* Prompt
Please add 124 to every number in the answer coordinates and copy out the data below, starting at the line that contains "of the green" and ending at the end of the data. Keep every line, requests included, and leave all other numbers as they are.

* Task input
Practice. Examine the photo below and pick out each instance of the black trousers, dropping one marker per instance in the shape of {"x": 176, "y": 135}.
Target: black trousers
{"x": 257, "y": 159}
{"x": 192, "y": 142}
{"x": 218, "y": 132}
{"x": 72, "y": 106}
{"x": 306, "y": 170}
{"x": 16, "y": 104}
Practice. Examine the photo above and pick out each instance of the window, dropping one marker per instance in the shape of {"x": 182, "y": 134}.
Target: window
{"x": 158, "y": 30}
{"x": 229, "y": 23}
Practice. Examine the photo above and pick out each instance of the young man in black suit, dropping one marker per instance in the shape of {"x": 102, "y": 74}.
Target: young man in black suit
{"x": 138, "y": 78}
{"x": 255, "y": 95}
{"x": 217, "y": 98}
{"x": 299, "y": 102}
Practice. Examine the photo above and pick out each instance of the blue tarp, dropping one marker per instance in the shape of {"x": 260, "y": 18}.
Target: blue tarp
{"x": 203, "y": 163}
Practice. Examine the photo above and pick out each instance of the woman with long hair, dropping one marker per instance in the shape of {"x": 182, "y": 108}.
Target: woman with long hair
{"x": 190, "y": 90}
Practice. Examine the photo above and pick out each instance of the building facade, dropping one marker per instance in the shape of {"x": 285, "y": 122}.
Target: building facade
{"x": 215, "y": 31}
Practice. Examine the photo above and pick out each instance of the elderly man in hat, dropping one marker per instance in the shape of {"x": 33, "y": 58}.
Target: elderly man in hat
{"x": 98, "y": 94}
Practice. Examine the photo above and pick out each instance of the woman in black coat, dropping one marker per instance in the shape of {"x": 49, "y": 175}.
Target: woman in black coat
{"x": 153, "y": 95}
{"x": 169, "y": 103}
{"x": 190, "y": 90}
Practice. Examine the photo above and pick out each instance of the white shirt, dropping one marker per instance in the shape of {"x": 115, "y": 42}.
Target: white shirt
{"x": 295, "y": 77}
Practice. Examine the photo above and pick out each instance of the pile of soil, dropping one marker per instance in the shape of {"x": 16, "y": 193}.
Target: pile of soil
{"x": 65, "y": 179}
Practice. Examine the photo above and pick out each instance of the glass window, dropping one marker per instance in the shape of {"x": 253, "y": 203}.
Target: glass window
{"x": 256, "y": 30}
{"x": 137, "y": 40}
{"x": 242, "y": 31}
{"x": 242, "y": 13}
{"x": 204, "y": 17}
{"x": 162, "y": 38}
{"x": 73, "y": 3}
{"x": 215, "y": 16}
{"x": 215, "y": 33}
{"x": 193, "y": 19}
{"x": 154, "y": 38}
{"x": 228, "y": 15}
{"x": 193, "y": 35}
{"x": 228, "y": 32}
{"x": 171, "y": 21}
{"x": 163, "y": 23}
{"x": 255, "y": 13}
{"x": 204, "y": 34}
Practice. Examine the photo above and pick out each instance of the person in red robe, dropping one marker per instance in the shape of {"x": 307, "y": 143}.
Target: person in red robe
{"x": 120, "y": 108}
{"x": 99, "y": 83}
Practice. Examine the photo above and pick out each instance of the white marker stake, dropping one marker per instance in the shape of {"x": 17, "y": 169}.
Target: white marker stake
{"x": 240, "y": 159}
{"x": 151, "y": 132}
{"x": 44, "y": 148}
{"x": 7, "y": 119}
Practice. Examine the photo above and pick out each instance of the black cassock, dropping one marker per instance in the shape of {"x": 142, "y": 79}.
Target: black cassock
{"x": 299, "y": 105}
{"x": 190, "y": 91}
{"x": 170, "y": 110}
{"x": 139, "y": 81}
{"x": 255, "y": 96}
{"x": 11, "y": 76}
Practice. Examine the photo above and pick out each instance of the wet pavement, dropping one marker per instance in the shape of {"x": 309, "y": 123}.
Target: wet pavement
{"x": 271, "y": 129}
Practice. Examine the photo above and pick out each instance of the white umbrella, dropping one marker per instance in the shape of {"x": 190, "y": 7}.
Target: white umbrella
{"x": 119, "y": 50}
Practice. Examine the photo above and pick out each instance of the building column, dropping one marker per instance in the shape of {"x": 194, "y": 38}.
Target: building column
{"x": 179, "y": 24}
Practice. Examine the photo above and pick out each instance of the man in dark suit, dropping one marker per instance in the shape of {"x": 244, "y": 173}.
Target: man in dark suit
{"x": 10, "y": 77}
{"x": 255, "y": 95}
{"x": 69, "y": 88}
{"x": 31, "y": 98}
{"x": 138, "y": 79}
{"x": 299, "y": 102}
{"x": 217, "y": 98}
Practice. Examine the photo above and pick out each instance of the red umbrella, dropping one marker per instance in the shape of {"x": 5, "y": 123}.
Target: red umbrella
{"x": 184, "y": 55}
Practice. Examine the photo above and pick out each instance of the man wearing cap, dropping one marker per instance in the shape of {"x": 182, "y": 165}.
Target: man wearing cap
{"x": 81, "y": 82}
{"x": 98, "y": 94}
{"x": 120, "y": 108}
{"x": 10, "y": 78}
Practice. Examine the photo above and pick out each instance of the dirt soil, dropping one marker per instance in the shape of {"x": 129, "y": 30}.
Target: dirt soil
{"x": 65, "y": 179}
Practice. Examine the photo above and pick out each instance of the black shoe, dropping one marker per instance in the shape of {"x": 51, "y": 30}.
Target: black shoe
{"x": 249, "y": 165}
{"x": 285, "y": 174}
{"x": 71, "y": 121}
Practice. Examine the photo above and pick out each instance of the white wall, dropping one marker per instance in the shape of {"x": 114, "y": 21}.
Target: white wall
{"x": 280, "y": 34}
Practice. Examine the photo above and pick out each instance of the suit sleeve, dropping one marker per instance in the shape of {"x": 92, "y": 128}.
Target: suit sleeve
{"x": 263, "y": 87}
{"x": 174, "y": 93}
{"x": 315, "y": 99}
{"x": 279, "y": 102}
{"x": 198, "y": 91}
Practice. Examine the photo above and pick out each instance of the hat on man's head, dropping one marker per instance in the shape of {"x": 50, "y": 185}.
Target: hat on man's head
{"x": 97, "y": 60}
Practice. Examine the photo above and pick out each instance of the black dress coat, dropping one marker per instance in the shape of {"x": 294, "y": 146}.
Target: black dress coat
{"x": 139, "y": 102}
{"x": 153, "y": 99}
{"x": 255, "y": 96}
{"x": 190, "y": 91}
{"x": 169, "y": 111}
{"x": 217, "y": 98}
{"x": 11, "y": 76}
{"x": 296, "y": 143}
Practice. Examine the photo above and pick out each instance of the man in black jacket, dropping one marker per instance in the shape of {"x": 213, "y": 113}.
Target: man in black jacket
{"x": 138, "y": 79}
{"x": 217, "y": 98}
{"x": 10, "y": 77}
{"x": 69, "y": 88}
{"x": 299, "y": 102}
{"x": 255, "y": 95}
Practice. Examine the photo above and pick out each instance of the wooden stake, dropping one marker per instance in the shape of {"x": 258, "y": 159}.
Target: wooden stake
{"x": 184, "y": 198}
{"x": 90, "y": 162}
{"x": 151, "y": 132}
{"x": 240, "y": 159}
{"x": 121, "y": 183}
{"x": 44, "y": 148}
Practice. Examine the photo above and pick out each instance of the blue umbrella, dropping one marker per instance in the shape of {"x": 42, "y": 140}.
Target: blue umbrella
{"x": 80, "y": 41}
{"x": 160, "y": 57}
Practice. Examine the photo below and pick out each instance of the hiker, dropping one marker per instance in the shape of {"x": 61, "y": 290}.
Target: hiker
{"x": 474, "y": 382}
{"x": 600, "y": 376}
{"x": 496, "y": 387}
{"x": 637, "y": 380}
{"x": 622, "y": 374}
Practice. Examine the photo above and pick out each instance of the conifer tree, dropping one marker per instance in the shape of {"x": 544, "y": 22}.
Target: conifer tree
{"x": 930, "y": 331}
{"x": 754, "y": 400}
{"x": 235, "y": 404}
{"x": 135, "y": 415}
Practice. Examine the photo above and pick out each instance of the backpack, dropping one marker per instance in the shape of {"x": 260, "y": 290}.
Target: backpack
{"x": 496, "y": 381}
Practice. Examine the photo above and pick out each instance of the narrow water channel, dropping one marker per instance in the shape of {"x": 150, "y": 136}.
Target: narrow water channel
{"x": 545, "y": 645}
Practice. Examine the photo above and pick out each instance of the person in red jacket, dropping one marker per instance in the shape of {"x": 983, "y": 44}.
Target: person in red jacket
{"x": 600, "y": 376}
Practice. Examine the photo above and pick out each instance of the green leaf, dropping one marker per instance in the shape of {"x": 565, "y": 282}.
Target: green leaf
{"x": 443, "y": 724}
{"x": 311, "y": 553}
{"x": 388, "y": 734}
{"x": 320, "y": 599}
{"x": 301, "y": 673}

* Final result
Practice. Examine the photo above and pick out each instance of the green leaf, dropping one marker per instance in the shape of {"x": 565, "y": 282}.
Target: green leaf
{"x": 567, "y": 848}
{"x": 435, "y": 677}
{"x": 512, "y": 858}
{"x": 444, "y": 723}
{"x": 425, "y": 797}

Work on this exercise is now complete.